What you need to do |
Copy the data that appears below exactly. Drop the pictures.

Data extracts |
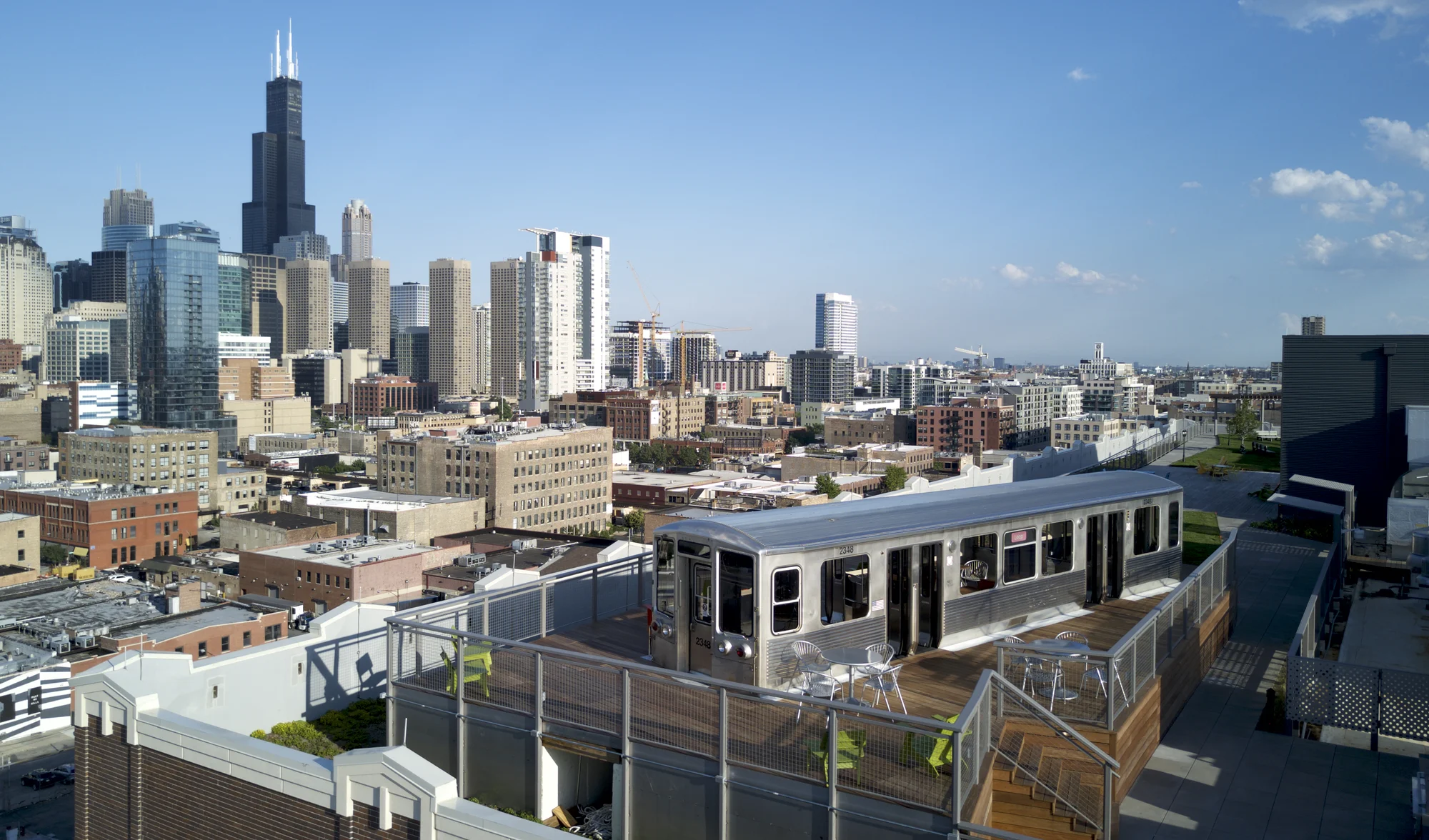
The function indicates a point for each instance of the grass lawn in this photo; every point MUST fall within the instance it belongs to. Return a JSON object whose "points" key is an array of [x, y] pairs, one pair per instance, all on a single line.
{"points": [[1201, 536], [1230, 448]]}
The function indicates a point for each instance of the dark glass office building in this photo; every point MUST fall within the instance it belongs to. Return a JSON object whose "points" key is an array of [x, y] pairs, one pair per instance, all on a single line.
{"points": [[1344, 416], [174, 311], [279, 206]]}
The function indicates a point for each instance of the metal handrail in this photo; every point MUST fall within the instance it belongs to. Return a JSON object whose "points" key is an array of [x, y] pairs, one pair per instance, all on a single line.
{"points": [[1194, 579], [744, 689]]}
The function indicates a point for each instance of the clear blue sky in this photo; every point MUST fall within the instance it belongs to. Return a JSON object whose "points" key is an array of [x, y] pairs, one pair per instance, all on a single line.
{"points": [[1177, 181]]}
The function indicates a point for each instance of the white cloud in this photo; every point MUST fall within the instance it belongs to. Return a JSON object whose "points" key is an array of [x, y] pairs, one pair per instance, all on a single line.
{"points": [[1400, 138], [1337, 195], [1381, 251], [1305, 15], [1015, 274]]}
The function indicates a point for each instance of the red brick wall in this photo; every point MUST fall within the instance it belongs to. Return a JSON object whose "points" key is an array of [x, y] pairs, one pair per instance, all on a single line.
{"points": [[131, 794]]}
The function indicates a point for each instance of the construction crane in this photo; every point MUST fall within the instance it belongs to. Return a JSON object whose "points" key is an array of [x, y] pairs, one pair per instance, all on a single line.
{"points": [[638, 375], [682, 351], [978, 354]]}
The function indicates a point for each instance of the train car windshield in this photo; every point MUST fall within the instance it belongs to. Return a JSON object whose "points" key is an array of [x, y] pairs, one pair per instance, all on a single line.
{"points": [[737, 594]]}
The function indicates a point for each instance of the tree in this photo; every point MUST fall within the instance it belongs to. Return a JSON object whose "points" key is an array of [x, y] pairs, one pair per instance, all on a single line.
{"points": [[635, 522], [1244, 424]]}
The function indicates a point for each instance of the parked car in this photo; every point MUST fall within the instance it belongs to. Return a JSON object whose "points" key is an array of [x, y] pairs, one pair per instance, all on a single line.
{"points": [[41, 779]]}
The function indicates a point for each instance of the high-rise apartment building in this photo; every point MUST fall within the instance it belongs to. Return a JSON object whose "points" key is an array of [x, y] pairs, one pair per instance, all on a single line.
{"points": [[565, 316], [309, 306], [452, 354], [835, 324], [412, 348], [26, 284], [76, 349], [279, 206], [268, 301], [72, 282], [302, 246], [821, 376], [339, 296], [411, 305], [357, 231], [507, 355], [369, 306], [129, 215], [235, 295], [482, 349], [175, 335], [109, 276]]}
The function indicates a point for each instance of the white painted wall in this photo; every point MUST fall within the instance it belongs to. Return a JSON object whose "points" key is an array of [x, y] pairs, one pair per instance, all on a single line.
{"points": [[342, 659]]}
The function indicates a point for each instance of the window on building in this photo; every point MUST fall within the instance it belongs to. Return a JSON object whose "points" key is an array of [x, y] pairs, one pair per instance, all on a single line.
{"points": [[787, 601], [844, 591], [1020, 555], [1147, 529], [1057, 548]]}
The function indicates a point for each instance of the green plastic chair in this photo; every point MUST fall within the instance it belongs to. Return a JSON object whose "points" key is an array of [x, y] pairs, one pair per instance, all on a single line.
{"points": [[478, 669], [934, 751], [852, 744]]}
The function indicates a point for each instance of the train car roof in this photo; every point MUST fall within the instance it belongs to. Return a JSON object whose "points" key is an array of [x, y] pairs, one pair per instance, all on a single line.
{"points": [[838, 524]]}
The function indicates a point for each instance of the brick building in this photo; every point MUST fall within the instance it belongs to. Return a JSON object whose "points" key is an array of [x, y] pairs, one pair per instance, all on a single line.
{"points": [[968, 425], [399, 394], [349, 569], [109, 526]]}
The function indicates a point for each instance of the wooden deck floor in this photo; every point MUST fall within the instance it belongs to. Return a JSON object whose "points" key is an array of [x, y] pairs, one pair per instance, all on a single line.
{"points": [[935, 682]]}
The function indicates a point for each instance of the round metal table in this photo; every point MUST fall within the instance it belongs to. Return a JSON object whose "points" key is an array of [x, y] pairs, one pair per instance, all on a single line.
{"points": [[852, 658], [1061, 649]]}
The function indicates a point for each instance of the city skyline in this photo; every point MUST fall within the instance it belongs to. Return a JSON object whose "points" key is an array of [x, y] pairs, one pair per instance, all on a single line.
{"points": [[1108, 221]]}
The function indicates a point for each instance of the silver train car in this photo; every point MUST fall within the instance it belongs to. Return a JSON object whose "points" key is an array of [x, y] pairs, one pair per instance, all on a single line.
{"points": [[732, 594]]}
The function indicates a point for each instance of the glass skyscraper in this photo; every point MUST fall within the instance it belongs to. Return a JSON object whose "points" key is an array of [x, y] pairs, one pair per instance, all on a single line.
{"points": [[235, 295], [174, 309], [279, 206]]}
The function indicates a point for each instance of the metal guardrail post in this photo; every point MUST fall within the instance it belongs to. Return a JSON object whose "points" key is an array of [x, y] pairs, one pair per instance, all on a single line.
{"points": [[537, 748], [628, 762], [461, 715], [832, 771], [544, 609], [724, 764]]}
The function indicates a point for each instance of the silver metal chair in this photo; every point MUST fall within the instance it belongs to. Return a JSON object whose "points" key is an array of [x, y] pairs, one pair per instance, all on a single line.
{"points": [[820, 686], [1045, 678], [885, 684], [811, 659]]}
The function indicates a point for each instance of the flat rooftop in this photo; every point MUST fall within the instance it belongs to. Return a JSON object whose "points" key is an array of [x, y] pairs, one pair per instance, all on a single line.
{"points": [[76, 606], [281, 521], [169, 628], [369, 499], [335, 554]]}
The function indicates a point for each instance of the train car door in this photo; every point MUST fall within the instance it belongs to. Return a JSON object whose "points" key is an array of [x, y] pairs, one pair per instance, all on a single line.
{"points": [[930, 595], [702, 612], [1115, 545], [1095, 561], [902, 601]]}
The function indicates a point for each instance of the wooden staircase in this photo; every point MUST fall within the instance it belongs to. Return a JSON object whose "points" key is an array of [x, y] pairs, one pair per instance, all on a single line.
{"points": [[1021, 804]]}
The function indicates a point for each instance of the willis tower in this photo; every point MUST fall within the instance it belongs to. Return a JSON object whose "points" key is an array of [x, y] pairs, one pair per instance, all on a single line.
{"points": [[279, 156]]}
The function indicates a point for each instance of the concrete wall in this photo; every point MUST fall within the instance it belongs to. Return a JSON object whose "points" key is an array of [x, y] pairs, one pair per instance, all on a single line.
{"points": [[341, 659]]}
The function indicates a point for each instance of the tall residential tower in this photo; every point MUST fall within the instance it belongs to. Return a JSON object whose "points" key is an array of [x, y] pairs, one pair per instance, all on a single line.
{"points": [[279, 206]]}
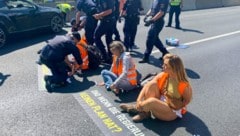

Answer to the problem |
The function indicates a point for each instance of the grass lawn in this photo; every point MUST fall within the instance it belongs to. Return a JSON object whose "points" key is an array of [x, y] pairs, one pair per instance, all on a single line.
{"points": [[1201, 536], [1230, 448]]}
The function indicates a point for each instance of the dark glass office building in this photo; every point MUST fall within the instance it belongs to. Return a JSON object whose "points" key is an array of [x, y] pairs, one pair per instance, all on a single line.
{"points": [[1344, 416], [174, 311], [279, 206]]}
The function indicates a point for each instance of the metal handrail in this photo; every point MUST fall within the instance it belongs to. Return a JSON object whose "points" key is an array of [x, y] pairs, one pair per instance, all on a single line.
{"points": [[1194, 579], [744, 689]]}
The function indicates a point for each instance of the clear blue sky in this photo; every point MUST fall within the instance it belongs to. Return a JSON object whose "points" key is an array of [x, y] pairs, one pair per instance, all on a single line.
{"points": [[1177, 181]]}
The function indicates a point for each instance of the white cloud in this photo; every point MUST fall within the instance it belongs to. Return a JSON object whose "points" key is an array of [x, y] pairs, one pair per instance, all on a single line.
{"points": [[1400, 138], [1337, 195], [1381, 251], [1305, 15], [1015, 274]]}
The function indicates a point for each instance of the red brick wall in this photo; every point MUST fall within the instance it belongs to. Return a JSON object whose "points" key is an array of [x, y] pairs, one pair per instance, all on a single line.
{"points": [[131, 794]]}
The function indicates a point for each instance of the construction crane in this photo; every point MUST fall within the instance it belongs to. Return a JSON object whose "points" key is an array of [x, y] pairs, one pair per instance, all on a single line.
{"points": [[638, 375], [682, 351], [978, 354]]}
The function indicates a point for each instance of the train car windshield in this photo; every point MUST fall within the instance it belongs to. Return a JSON object whose "points" key is an array of [x, y] pairs, one pair per instance, all on a single line.
{"points": [[737, 594]]}
The function indicates a point for each instance of the tree in this photo; every point MUST fall within the instance it belongs to. Return a JSON object whose "points" key is an array of [x, y] pairs, one pair per instance, all on a single line.
{"points": [[635, 522], [1244, 424]]}
The function indicates a point for each instance of the parked car in this photo; every point MUST fall within the instance it belongs to. Return a JSON object whose "points" key is an array of [x, y] pairs, one pair per instance, all on a single line.
{"points": [[41, 779]]}
The function indicates a point for each instance of the high-rise apartment building in this photo; every point MUST fall within the instance it belongs to. Return a JSON object whose "points" key is an array of [x, y] pairs, one pair per instance, all on a single line.
{"points": [[565, 316], [309, 306], [452, 354], [835, 324], [412, 348], [26, 284], [76, 349], [279, 206], [268, 301], [72, 282], [302, 246], [821, 376], [339, 296], [411, 305], [357, 231], [507, 355], [369, 306], [129, 215], [235, 295], [482, 349], [175, 335], [109, 276]]}
The function indicates a point for each instance of the white painted wall in this photo; every point MUST fall within the instance it belongs to. Return a JSON object whose "points" key is an array of [x, y] pairs, one pair per instance, all on a single line.
{"points": [[342, 659]]}
The function indicates a point for each instance of the window on building in this photo; every point MUST fall within the instance it belongs to. Return a JSON object whose "points" key is an array of [x, y] pairs, one pair per instance, all on a single line.
{"points": [[787, 601], [844, 591], [1020, 555], [1147, 529], [1057, 548]]}
The function indicates a point for each instance of the green plastic chair in this photo; every point MUST fall within the instance it belongs to. Return a JSON object whose "points" key is an array of [x, y] pairs, one pair per instance, all on a single line.
{"points": [[478, 669], [934, 751], [852, 744]]}
The function indicates a point for each instance of the train car roof in this photo; every point MUST fall within the instance it belongs to. Return a JSON object whose "points" key is an array of [x, y] pairs, one pair per instance, all on a single line.
{"points": [[838, 524]]}
The function indicates a point for each instance of the brick building in this photo; every point MUST fall within the instance it belongs to. Return a JSON object whose "points" key is an array of [x, y] pairs, one pair per instance, all on a single line.
{"points": [[968, 425], [399, 394], [349, 569], [109, 526]]}
The function indicates a point for each instance of the wooden deck floor in this photo; every point MUST fall within the instance it belongs to. Return a JSON object whose "points" key is an array of [x, y] pairs, one pair per instance, all on a single line.
{"points": [[935, 682]]}
The function indicates a point for each instance of the round metal table in this photo; every point MUST fall within the instance it belongs to. Return a JSON object whose "points" key is an array of [x, y] pairs, one pair per instance, all on a single line.
{"points": [[852, 658], [1061, 649]]}
The function indicates a point for each instance of the city skyline in this photo; every point MUST fall within the instance it belongs to. Return a JSON object whose "points" key is an array of [x, y] pairs, one pair per instance, all on a single line.
{"points": [[1108, 221]]}
The function indicates a point for each instance of the silver train car in this photo; every point MUST fall within the instance it belongs to. Return a JSON object whose "points" key is an array of [x, y] pairs, one pair per instance, all on a single line.
{"points": [[732, 594]]}
The function indicates a point for each instance of the glass skyscraper in this photo; every point MUST fall within the instance it belongs to. Return a JSON object whose "points" key is an array of [x, y] pairs, one pair per instance, all on a single line.
{"points": [[235, 295], [174, 309], [279, 206]]}
The function indicates a point for each instance of the metal guardrail post in this photo; every point MUST fall within the instance it belongs to. Return a JSON object whose "points" key is an array of [x, y] pairs, one pair per instance, all on a single line.
{"points": [[537, 748], [628, 762], [461, 715], [832, 771], [544, 609], [724, 764]]}
The function indicates a point for each instance of the silver metal chair in this photo; every point MUST fall within the instance it belongs to. Return a JSON object whose "points" key is an array of [x, y] pairs, one pair per instance, all on a single line.
{"points": [[820, 686], [1045, 678], [885, 684], [811, 659]]}
The function indicates a point for each instance of the flat rooftop in this photo; every point MUST fall within the instance it belongs to. Return a JSON object whose "points" key is an array of [x, y] pairs, one pair per instance, all on a single line.
{"points": [[76, 606], [281, 521], [169, 628], [369, 499], [335, 554]]}
The function indicates a point for each instance of the train car door in this photo; every point MUST fall within the instance it belongs to. Return a JSON object whose "points" key is an array of [x, y] pairs, one pair per instance, all on a single line.
{"points": [[930, 595], [702, 612], [1115, 545], [1095, 561], [902, 601]]}
The function indicates a point for each instance of the wooden staircase in this photo; every point MUST fall within the instance it belongs to. Return a JSON object whose "points" key is an array of [x, y] pairs, one pair per instance, all on a single line.
{"points": [[1021, 804]]}
The function indicates a point for each instance of the willis tower in this photo; every point MUST fall within the instance it belongs to. Return a JSON object whose "points" key is an array of [x, y] pairs, one pair per instance, all on a single line.
{"points": [[279, 156]]}
The function indicates a point for each instance of the concrete wall in this photo; every point MUST fall within the instance it belongs to. Return a JSON object whose "points" key is an array of [x, y] pairs, one pair per instance, all on a single line.
{"points": [[341, 659]]}
The function indicates a point for each instance of the tall residential tower in this photo; every point MUST fall within the instance it belongs to. Return a JSON object whose "points" key is an array of [x, y] pairs, one pair per instance, all on a single line.
{"points": [[279, 206]]}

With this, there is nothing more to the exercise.